INSTRUCTIONS FOR THE TASK:
In the entries that follow, find the line containing "In each <instance>"; from there, copy every line exactly through the line containing "positive clicks: (11, 144)".

MATERIAL FOR THIS EXERCISE:
╔══

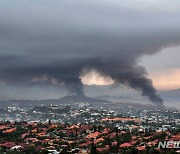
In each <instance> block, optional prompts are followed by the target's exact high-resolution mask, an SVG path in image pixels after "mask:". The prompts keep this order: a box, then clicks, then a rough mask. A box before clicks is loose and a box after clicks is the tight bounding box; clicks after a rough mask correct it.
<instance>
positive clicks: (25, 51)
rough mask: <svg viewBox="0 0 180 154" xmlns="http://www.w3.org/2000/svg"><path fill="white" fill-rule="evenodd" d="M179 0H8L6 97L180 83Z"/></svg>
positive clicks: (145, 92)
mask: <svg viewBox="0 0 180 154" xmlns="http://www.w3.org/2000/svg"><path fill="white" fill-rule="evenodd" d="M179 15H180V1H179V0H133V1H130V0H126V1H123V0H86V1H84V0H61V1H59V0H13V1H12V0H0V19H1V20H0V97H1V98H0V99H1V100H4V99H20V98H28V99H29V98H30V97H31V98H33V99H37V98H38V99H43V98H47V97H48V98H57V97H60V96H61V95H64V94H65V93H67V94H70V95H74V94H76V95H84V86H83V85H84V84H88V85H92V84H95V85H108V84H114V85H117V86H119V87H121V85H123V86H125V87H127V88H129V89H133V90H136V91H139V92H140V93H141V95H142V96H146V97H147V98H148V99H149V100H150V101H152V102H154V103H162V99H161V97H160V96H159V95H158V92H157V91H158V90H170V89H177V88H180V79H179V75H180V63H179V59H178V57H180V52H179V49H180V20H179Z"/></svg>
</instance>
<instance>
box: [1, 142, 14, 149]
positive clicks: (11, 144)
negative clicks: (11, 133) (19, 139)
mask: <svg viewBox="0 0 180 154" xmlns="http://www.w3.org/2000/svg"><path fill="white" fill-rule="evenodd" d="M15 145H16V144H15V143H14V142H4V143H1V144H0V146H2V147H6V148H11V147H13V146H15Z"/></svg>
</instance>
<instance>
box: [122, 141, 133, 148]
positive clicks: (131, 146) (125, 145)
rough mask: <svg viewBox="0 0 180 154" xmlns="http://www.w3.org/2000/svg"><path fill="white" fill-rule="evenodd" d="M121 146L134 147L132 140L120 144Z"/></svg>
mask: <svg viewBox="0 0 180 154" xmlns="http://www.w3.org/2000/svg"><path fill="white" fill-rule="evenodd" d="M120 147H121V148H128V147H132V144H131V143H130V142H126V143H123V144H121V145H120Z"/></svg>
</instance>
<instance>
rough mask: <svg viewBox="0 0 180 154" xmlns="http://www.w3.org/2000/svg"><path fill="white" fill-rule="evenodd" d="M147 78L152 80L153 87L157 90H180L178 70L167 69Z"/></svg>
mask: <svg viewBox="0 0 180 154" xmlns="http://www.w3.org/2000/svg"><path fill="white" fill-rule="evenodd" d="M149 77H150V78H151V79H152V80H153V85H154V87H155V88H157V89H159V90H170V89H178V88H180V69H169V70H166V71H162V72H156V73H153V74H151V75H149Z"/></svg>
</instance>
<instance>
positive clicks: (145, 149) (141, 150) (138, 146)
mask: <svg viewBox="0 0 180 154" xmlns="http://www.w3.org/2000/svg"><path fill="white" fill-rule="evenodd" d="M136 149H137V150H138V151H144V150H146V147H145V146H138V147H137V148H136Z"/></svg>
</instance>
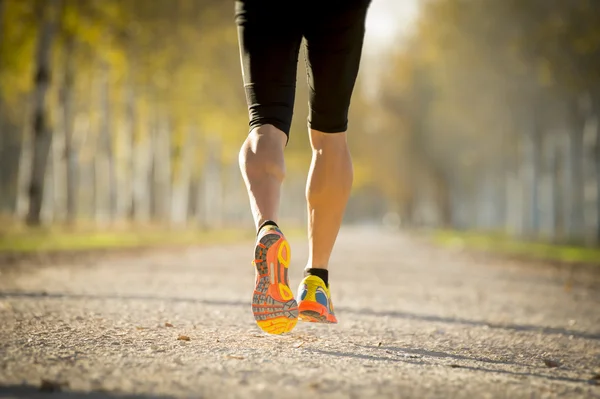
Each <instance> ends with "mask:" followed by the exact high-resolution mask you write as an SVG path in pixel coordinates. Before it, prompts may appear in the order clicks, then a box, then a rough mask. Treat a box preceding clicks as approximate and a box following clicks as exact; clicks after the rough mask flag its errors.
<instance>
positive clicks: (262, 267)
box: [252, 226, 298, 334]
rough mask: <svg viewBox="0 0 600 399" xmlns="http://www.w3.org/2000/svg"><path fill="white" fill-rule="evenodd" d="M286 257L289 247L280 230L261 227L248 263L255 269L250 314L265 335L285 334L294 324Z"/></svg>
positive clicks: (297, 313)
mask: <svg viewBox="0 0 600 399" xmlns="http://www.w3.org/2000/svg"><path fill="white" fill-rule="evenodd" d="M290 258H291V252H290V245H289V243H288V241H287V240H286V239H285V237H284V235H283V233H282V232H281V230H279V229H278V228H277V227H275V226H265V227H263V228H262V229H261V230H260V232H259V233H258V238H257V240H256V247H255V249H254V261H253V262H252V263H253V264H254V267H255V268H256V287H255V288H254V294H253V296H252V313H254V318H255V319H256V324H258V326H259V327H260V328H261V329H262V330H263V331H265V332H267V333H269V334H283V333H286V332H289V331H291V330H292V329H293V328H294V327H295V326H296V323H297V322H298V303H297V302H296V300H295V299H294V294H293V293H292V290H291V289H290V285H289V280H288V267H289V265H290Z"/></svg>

╚══
╔══

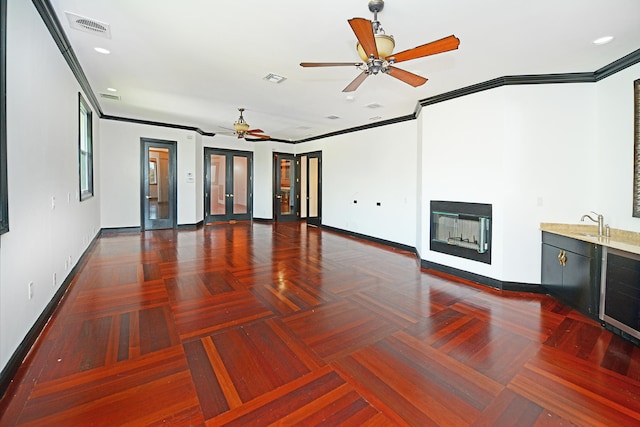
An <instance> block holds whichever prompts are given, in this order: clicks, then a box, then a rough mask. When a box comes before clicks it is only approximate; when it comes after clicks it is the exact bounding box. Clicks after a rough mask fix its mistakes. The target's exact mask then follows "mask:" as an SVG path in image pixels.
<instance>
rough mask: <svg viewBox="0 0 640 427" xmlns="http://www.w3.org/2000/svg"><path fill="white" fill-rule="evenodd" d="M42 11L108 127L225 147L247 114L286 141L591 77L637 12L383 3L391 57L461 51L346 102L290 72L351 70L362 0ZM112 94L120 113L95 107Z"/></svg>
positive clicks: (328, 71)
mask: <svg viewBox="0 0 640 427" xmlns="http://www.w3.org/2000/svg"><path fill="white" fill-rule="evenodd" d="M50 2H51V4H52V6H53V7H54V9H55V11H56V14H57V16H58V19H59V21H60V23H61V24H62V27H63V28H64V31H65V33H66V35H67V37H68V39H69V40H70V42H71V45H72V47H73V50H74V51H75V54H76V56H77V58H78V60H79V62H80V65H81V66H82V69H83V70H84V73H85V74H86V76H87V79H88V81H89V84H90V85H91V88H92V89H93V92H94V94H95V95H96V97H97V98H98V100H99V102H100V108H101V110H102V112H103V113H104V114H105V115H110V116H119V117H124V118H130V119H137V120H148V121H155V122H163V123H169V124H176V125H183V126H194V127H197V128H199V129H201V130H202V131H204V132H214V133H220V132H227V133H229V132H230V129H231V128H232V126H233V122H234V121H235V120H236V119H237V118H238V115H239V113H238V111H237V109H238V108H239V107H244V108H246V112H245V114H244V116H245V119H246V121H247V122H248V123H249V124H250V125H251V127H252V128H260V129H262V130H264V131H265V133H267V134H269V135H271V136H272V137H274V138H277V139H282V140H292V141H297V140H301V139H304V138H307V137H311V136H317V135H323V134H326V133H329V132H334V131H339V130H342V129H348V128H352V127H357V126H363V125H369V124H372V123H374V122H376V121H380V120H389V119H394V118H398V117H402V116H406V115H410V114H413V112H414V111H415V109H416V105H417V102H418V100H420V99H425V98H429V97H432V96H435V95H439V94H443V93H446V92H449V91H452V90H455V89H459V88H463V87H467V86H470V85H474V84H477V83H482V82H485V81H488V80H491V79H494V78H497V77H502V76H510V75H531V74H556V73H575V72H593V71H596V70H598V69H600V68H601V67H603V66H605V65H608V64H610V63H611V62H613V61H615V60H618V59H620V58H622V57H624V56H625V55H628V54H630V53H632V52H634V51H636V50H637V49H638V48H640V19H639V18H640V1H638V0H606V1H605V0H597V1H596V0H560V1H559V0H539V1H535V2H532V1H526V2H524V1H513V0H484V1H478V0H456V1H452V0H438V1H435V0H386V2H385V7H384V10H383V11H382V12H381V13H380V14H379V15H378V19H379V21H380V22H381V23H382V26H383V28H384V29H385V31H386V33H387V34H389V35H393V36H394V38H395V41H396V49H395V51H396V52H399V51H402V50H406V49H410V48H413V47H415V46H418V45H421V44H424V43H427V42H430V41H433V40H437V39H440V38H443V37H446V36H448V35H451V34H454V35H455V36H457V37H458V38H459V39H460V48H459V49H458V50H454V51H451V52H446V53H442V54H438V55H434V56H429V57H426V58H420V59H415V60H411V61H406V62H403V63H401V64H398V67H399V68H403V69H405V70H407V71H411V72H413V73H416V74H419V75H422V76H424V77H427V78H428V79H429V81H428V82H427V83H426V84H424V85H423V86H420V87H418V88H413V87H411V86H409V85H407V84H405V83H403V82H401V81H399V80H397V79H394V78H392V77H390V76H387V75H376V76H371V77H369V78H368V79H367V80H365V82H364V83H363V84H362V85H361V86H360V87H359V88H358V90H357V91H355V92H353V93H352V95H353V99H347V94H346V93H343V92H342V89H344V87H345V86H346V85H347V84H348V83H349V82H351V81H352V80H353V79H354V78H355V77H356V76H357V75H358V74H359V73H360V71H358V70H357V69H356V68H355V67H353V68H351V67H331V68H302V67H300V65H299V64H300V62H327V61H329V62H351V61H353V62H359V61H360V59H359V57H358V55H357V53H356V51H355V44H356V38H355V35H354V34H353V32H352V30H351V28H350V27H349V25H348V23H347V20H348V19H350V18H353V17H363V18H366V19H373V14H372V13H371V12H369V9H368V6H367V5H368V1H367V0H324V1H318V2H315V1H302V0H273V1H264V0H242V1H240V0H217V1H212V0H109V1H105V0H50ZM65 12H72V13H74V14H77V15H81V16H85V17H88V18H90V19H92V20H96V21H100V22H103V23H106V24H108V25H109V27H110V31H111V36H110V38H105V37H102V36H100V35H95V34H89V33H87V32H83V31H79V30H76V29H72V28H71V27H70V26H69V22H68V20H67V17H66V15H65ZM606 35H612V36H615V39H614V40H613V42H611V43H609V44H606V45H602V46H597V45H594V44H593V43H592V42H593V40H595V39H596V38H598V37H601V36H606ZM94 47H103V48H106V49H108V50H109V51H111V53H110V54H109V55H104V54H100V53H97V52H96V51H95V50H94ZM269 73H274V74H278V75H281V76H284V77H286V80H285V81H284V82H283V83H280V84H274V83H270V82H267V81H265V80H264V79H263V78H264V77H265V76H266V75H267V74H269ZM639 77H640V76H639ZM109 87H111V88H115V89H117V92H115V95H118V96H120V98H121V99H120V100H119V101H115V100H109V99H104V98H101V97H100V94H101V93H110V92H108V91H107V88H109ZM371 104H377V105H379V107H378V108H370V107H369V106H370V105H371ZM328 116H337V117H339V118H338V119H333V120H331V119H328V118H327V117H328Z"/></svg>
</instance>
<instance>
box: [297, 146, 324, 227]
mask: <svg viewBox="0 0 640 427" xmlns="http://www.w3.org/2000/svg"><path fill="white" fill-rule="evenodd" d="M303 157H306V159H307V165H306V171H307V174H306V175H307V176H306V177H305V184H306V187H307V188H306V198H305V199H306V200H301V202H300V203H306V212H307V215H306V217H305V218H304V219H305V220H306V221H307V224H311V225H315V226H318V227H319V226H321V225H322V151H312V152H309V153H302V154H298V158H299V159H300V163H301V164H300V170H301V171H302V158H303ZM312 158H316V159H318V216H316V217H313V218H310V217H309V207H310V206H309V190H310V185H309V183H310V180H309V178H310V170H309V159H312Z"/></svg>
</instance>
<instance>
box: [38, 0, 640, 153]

╚══

SOLUTION:
In each <instance> block, optional prompts are followed by the target's exact high-resolution mask, an SVG path in image pixels after "mask:". The prompts keep this order: a box, then clicks, then a rough mask. A box before clicks is loose and a box after clicks is the tight bounding box; clicks after a rough mask correct it.
<instance>
positive clicks: (25, 51)
rough mask: <svg viewBox="0 0 180 154" xmlns="http://www.w3.org/2000/svg"><path fill="white" fill-rule="evenodd" d="M179 0H8L6 97L180 83Z"/></svg>
positive clicks: (145, 92)
mask: <svg viewBox="0 0 180 154" xmlns="http://www.w3.org/2000/svg"><path fill="white" fill-rule="evenodd" d="M179 15H180V1H179V0H133V1H130V0H126V1H123V0H86V1H84V0H61V1H59V0H13V1H12V0H0V19H1V20H0V97H1V98H0V99H1V100H4V99H20V98H28V99H29V98H30V97H31V98H33V99H37V98H38V99H43V98H47V97H48V98H57V97H60V96H61V95H64V94H65V93H67V94H70V95H74V94H76V95H84V86H83V85H84V84H88V85H92V84H95V85H108V84H114V85H117V86H119V87H121V85H123V86H125V87H127V88H129V89H133V90H136V91H139V92H140V93H141V95H142V96H146V97H147V98H148V99H149V100H150V101H152V102H154V103H162V99H161V97H160V96H159V95H158V92H157V91H158V90H170V89H177V88H180V79H179V75H180V63H179V59H178V57H180V52H179V49H180V20H179Z"/></svg>
</instance>
<instance>
box: [1, 142, 14, 149]
positive clicks: (11, 144)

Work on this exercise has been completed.